→ **PROVIDED TEXT**

· · · · · · ·

At some point in life, we all find ourselves wondering: What is the meaning of all this? Death, the fleeting nature of existence, the possibility of losing those we love, or the absence of a transcendent purpose can trigger a deep and silent form of anxiety: existential anguish.
It’s not a disorder, but it can hurt like one. It may manifest as a vague fear of death, inner emptiness, a sense of disconnection, or a crisis of meaning. Fortunately, psychotherapy has begun to embrace powerful tools to address this very human experience. One of them is Acceptance and Commitment Therapy (ACT).
What Is Existential Anxiety?
Existential anxiety goes beyond fear of dying. It’s the unease that arises when we confront life’s ultimate truths: uncertainty, existential loneliness, lack of control, or the feeling that nothing really matters. This form of anxiety often intensifies after major losses, life transitions, aging, or serious illness.
It can appear as tightness in the chest, repetitive thoughts, emotional numbness, or the paralyzing feeling that “none of this truly matters.” It may block our decisions, distance us from what we care about, and send us searching for impossible certainties.
The Fear of Death: How Does It Affect Us?
The fear of death is universal. Sometimes it takes a concrete form (fear of illness, loss of control, the disappearance of the self), other times it’s more abstract (awareness of mortality, the irreversible passage of time).
Often, we avoid it through routine, distractions, compulsive control, or even spiritual overcompensation. Sometimes, it sneaks in disguised as panic attacks, generalized anxiety, or deep existential crises.

· · · · · · ·

Data records:
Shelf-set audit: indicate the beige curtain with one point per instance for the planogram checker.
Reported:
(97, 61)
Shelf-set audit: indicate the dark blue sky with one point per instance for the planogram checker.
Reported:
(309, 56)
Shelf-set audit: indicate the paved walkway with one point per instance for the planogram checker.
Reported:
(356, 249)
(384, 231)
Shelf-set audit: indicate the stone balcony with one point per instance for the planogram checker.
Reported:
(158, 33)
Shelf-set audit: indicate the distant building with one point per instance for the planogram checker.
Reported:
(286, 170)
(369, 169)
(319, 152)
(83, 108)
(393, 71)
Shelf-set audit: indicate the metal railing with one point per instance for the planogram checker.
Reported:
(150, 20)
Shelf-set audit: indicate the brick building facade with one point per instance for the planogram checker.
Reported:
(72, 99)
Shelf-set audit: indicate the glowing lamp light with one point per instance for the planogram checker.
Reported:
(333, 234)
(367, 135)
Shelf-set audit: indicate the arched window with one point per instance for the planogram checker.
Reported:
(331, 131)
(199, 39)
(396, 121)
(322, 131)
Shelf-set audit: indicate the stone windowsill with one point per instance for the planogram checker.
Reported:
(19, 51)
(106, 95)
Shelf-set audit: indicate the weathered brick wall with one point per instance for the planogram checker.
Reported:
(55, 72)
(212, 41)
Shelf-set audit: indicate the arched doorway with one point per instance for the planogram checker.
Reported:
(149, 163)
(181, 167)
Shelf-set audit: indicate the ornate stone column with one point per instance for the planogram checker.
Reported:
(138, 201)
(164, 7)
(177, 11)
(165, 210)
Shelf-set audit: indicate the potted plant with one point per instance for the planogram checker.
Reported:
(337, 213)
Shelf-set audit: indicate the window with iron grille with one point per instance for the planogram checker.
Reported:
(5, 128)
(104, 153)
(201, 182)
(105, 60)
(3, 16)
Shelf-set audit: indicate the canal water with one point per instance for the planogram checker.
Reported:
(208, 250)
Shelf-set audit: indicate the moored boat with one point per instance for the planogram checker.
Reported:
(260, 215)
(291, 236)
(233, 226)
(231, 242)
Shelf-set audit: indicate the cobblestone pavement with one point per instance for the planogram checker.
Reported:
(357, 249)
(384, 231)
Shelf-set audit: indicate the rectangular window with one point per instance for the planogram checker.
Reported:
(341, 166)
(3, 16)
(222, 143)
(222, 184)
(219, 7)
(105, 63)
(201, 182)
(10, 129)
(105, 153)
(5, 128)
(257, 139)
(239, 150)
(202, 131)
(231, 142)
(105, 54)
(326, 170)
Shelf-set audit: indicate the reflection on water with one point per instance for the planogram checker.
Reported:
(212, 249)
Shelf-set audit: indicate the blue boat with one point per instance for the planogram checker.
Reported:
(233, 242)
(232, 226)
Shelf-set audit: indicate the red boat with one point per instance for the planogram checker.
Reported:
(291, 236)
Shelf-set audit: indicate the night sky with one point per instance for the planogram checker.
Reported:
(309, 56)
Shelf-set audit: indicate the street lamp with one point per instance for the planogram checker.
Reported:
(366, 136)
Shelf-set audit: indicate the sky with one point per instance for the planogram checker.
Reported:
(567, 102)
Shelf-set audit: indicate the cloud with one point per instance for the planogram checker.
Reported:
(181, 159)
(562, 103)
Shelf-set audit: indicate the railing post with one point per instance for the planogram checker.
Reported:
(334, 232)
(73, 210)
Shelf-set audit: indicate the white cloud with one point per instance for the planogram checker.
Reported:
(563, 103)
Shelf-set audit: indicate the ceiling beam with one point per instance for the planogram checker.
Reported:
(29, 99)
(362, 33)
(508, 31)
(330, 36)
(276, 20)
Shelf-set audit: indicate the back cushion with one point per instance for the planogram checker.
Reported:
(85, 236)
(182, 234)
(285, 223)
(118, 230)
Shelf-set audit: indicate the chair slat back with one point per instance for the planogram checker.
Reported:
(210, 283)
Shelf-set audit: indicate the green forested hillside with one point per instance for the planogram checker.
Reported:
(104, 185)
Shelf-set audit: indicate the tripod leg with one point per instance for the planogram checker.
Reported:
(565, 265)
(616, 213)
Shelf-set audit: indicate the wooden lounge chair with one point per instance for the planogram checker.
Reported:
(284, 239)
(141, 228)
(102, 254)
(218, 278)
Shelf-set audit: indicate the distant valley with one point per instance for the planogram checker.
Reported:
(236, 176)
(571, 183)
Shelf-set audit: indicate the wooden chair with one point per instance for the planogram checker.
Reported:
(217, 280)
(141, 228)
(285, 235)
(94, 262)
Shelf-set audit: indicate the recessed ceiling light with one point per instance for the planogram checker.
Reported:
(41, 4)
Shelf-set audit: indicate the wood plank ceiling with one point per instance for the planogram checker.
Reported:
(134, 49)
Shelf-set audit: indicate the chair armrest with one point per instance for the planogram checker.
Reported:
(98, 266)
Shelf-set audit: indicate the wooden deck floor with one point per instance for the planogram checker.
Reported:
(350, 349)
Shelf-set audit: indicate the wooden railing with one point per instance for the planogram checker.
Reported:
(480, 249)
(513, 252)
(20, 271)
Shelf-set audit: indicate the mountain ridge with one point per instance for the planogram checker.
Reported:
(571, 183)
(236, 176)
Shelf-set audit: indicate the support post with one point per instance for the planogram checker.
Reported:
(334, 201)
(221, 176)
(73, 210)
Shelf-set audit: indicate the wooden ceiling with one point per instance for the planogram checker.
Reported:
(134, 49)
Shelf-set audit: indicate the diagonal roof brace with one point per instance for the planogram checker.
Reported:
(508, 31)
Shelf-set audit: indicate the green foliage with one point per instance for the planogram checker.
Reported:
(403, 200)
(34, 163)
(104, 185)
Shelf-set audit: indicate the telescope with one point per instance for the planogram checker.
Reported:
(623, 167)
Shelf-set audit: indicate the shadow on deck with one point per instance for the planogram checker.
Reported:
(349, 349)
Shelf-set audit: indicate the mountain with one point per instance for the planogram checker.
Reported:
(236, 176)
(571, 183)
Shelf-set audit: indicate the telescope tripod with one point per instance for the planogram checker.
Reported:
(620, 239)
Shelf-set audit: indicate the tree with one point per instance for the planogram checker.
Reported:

· · · · · · ·

→ **TASKS TO COMPLETE**
• A. In the existential anxiety text, what therapy is named as one of the tools psychotherapy has begun to embrace?
• B. Turn the paragraph of the existential anxiety text that begins "Often, we avoid it through routine" into a short list that keeps its main facts.
• C. Please write the next part of the existential anxiety text, picking up right after its final sentence.

→ **ANSWERS BY ITEM**
• A. Acceptance and Commitment Therapy (ACT).

• B.
- The fear of death is often avoided through routine, distractions, compulsive control, or spiritual overcompensation.
- It sometimes appears in disguise as panic attacks, generalized anxiety, or deep existential crises.

• C.
Acceptance and Commitment Therapy: A Radical Shift
ACT doesn’t aim to eliminate distress—it aims to transform our relationship with it. Instead of running from or overanalyzing existential fear, it invites us to open up to the pain that comes with being alive, while reconnecting with what truly matters to us.
ACT is based on six core processes that can help us respond to existential anxiety:
- Cognitive defusion: Learning to step back from our thoughts without automatically believing them. For example: “My mind says nothing has meaning, but that doesn’t make it true.”
- Acceptance: Willingly making space for discomfort instead of fighting it. Fear of death isn’t the problem—how we relate to it is.
- Present moment contact: Grounding ourselves in the here and now. The mind often drifts toward future fears or past regrets. Presence brings anchoring.
- Self-as-context: Developing an observing self beyond our thoughts and emotions. We are not our fears; we are the space where those fears appear.
- Values: Reconnecting with what gives life meaning—love, kindness, curiosity, creativity, freedom.
- Committed action: Taking steps aligned with our values, even when fear or doubt are present.
How Is This Worked on in Therapy?
An ACT-based intervention for existential anxiety begins by normalizing the experience: you are not broken—you are awake and aware. The work continues by identifying patterns of avoidance (rumination, control, dissociation, digital numbing) and replacing them with mindful openness and value-guided actions.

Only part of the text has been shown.